(Saved entries)
========================================================================
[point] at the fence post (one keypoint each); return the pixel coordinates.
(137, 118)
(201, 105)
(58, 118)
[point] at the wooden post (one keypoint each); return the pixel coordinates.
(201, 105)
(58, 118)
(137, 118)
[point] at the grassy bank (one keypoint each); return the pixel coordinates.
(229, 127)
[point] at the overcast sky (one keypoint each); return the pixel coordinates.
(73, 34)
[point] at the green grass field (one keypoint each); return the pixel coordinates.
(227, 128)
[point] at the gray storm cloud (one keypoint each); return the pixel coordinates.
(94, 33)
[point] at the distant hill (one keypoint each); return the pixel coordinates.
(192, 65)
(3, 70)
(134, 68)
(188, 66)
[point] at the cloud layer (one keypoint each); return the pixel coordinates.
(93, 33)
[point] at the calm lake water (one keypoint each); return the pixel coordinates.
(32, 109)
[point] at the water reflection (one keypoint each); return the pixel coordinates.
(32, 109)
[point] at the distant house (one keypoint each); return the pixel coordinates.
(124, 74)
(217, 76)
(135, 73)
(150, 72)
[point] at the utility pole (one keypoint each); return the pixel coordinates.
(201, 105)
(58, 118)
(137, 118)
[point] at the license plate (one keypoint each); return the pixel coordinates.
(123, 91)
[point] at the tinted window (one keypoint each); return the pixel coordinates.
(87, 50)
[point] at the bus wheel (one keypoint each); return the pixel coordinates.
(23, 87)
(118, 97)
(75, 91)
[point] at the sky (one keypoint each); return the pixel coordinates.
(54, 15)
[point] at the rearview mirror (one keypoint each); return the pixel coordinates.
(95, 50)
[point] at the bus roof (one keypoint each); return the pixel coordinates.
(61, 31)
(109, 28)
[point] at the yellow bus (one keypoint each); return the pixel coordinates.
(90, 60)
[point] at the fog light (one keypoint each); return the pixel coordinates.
========================================================================
- _Task brief_:
Repeat these lines word for word. Begin at the line that has "[point] at the sky" and stop after the last of the lines above.

- _Written response_:
[point] at the sky (one keypoint each); return the pixel coordinates.
(54, 15)
[point] at the rearview mirror (one keypoint each); return the pixel coordinates.
(95, 50)
[point] at the bus roof (one keypoint each); return the pixel coordinates.
(61, 31)
(109, 28)
[point] at the yellow bus (one keypoint each); return the pixel coordinates.
(90, 60)
[point] at the fog light (one keypoint each); return the pixel coordinates.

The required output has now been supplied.